BEGIN

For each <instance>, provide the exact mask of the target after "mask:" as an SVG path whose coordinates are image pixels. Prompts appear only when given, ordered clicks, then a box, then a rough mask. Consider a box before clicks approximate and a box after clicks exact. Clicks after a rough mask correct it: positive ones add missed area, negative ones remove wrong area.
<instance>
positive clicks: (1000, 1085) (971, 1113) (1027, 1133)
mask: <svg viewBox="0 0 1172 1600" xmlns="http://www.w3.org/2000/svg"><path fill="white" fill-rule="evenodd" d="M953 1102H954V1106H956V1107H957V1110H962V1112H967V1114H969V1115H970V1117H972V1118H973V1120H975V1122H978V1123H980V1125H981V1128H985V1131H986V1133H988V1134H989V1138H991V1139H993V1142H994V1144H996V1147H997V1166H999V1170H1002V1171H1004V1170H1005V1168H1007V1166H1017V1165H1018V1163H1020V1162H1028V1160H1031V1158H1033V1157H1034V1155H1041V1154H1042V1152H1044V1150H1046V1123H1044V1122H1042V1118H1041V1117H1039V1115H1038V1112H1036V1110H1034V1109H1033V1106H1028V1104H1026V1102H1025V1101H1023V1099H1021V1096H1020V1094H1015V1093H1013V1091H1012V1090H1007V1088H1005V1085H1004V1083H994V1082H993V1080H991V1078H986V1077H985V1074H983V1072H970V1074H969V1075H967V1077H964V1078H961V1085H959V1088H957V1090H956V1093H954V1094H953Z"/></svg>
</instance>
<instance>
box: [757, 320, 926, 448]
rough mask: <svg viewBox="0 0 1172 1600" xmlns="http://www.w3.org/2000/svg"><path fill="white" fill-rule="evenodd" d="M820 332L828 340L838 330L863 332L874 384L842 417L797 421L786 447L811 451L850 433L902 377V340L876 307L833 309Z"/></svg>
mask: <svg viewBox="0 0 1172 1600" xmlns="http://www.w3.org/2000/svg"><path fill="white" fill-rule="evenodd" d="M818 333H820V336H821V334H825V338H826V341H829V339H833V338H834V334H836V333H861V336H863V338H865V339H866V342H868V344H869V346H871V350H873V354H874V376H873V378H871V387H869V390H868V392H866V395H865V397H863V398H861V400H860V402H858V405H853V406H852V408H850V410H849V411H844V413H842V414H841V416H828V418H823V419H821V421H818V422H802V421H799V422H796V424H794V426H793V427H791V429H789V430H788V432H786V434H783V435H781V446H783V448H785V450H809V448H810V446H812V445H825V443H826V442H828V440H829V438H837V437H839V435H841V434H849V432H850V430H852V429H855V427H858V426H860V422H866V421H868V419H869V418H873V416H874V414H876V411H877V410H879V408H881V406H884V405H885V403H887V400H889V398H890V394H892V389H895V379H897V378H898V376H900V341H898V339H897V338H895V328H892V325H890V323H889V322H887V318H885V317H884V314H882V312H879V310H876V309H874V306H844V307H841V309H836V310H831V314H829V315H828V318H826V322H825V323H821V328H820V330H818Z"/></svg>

END

(Problem requirements)
Copy each line of the records that contains the string "instance", treating uppercase and lowercase letters as different.

(Solution to this exercise)
For each <instance>, provide the exact mask of the target after "mask:" as an SVG path whose coordinates are image pixels. Prompts appear only when given, ordered clicks, then a box, then a rough mask. Consider a box before clicks approximate and a box after clicks exact. Clicks after a rough mask correct it: positive ones add missed area, negative ones remove wrong area.
<instance>
</instance>
<instance>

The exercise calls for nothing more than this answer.